Given text:
We have to wait to see the ramifications as they unfold gradually starting from the dismissal of Ahmed Chalabi days ago as a goodwill gesture to the White House.

In the meantime, Peter Van Buren, who spent a year in Iraq as a State Department team leader dealing with reconstruction, says that Washington wants to follow the precedent of post-war Germany and Japan by leaving behind  “a decent-sized contingent of soldiers occupying some of the massive bases the Pentagon built hoping for permanent occupancy.”

We don’t know how the US intends to accomplish it, but we could bet Washington would do it, one way or another.  

Van Buren has also brought out some interesting features of the State Department’s plans for the US embassy being built in Baghdad.

Writing on his blog under the title A frat house with Guns in Baghdad, Van Buren says that Washington needs the Iraqi bases to signal its political might in the region.

As per the original schedule, as of Oct.1, 2011, the State Department will take over full responsibility for the US presence in Iraq from the military. The operations will be run from the embassy, which will cost about $736 million (once completed it will be the largest US diplomatic mission abroad — “built on a tract of land about the size of the Vatican and visible from space.”

Your goal:
Repeat the text on US plans in Iraq word for word, beginning at the words "Writing on his" and stopping after "in the region.". Work only from the text above.

Data section:
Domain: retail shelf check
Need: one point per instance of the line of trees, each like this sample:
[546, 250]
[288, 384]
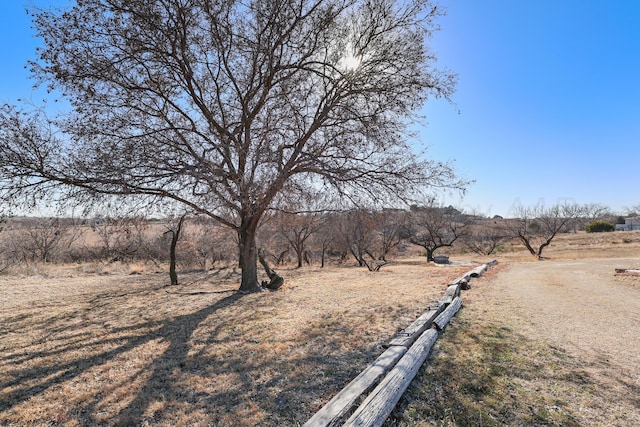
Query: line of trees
[365, 236]
[227, 110]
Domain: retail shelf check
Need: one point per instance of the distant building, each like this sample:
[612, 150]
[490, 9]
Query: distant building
[629, 224]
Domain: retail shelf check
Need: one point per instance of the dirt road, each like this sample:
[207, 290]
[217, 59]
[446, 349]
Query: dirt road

Exercise response:
Writing on his blog under the title A frat house with Guns in Baghdad, Van Buren says that Washington needs the Iraqi bases to signal its political might in the region.